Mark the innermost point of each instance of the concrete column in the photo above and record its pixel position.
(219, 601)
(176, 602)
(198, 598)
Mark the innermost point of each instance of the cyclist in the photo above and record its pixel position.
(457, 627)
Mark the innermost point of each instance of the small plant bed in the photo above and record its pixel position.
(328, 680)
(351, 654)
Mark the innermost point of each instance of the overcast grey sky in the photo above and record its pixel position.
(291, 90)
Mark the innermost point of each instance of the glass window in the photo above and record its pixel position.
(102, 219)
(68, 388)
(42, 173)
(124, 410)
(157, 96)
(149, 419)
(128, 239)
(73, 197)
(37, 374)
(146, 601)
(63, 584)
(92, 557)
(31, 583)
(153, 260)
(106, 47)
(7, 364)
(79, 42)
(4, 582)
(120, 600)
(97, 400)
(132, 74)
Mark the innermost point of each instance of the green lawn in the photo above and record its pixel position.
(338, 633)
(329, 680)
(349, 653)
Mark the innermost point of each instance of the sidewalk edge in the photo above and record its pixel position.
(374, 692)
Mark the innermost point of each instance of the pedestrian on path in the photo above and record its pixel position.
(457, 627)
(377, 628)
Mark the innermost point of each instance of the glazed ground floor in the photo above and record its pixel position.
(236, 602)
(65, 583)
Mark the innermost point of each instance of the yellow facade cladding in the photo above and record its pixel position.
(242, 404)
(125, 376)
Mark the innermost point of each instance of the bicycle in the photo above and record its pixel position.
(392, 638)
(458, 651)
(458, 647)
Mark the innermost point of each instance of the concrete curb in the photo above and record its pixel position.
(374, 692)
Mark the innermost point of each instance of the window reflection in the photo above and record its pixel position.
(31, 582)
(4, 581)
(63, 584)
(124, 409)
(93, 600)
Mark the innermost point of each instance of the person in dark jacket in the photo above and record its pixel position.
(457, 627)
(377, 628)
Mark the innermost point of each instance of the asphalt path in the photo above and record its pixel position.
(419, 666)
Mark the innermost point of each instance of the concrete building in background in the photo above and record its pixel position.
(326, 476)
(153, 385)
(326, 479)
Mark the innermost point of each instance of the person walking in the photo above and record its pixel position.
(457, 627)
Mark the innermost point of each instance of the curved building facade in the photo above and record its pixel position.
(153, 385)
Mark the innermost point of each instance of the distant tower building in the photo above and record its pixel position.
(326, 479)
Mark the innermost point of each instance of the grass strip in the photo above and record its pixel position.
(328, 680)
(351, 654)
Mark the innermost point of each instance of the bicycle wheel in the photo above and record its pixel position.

- WHAT TO WORK ON: Express every line of the records above as a JSON list of strings, one string per line, with blank lines left out.

- SOLUTION TO THIS TASK:
[
  "Mark the innermost point of each instance of the concrete column in the photo above and record its pixel position.",
  "(219, 601)",
  "(176, 602)",
  "(198, 598)",
  "Mark the innermost point of each instance of the cyclist in the photo above and record its pixel position.",
  "(457, 627)",
  "Mark the innermost point of each instance of the small plant bed in the photo above and record its pixel position.",
  "(328, 680)",
  "(351, 654)",
  "Mark the innermost point of each instance of the overcast grey sky in the photo above and record its pixel position.",
  "(291, 90)",
  "Mark the innermost point of each instance of the glass window in the photo above and record its pixel position.",
  "(102, 219)",
  "(68, 388)",
  "(42, 173)",
  "(124, 410)",
  "(157, 96)",
  "(149, 419)",
  "(128, 239)",
  "(73, 197)",
  "(37, 374)",
  "(146, 601)",
  "(63, 584)",
  "(92, 557)",
  "(31, 583)",
  "(153, 260)",
  "(106, 47)",
  "(7, 364)",
  "(79, 42)",
  "(4, 582)",
  "(120, 600)",
  "(97, 400)",
  "(132, 74)",
  "Mark the innermost point of each instance of the green lawn in the photo above and record its pixel position.",
  "(338, 633)",
  "(329, 680)",
  "(349, 653)",
  "Mark the innermost point of each instance of the sidewalk edge in the photo above and record its pixel position.",
  "(374, 692)",
  "Mark the innermost point of each instance of the pedestrian on path in the photo above and record its pixel position.",
  "(457, 627)",
  "(377, 628)",
  "Mark the innermost point of each instance of the glazed ground floor in the photo above and record its pixel position.",
  "(236, 602)",
  "(65, 583)",
  "Mark the innermost point of each instance of the yellow facade cladding in the photo above and record its pixel position.",
  "(242, 404)",
  "(125, 376)",
  "Mark the innermost point of each instance of the bicycle in the photo above and record its pixel position.",
  "(392, 638)",
  "(458, 651)",
  "(458, 647)",
  "Mark the innermost point of each instance of the concrete curb in the photo above and record its pixel position.",
  "(374, 692)",
  "Mark the innermost point of each instance of the window reflection in the photo above and record its pixel position.",
  "(31, 582)",
  "(4, 581)",
  "(63, 584)",
  "(124, 409)",
  "(93, 600)",
  "Mark the innermost point of each instance of the person in dark jacket in the photo above and record its pixel position.",
  "(457, 627)",
  "(377, 628)",
  "Mark the innermost point of each instance of the asphalt path in the photo above and record its pixel position.",
  "(419, 666)",
  "Mark the innermost point of each instance of the concrete building in background in the photo above and record its pixel position.",
  "(326, 476)",
  "(153, 385)",
  "(326, 479)",
  "Mark the innermost point of each instance of the person walking in the photo above and record its pixel position.",
  "(457, 627)",
  "Mark the innermost point of each instance of the curved building facade in the photo above and record its pixel position.",
  "(153, 385)",
  "Mark the innermost point of each instance of the distant tower building in the photo above and record its pixel position.",
  "(326, 479)",
  "Mark the innermost point of each instance of the grass strip in the photo above and record its pixel position.",
  "(328, 680)",
  "(351, 654)",
  "Mark the innermost point of each instance of the bicycle wheel in the photo above and record its pixel position."
]